AIM OF THE EXERCISE: The expected answer is the data below, printed verbatim without its pictures.

SOURCE INFORMATION:
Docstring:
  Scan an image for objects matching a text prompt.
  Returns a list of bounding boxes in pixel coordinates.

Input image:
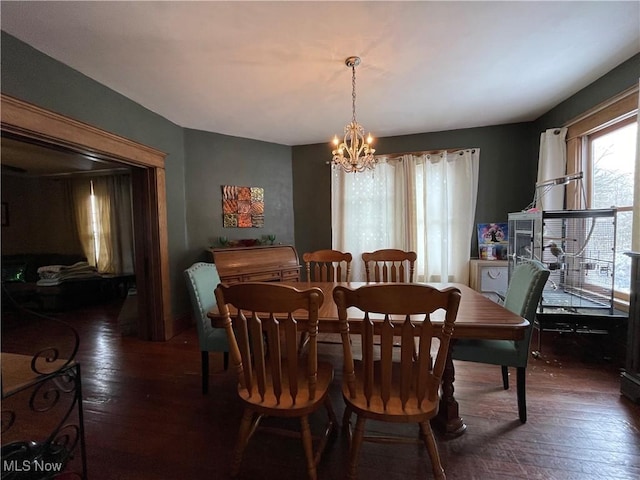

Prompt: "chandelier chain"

[351,64,357,124]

TASK RESPONSE:
Docstring:
  Scan an image for objects matching a text prompt.
  Returns a list of bounding boxes in pixel coordinates.

Input image:

Prompt: "chandelier chain"

[351,64,357,124]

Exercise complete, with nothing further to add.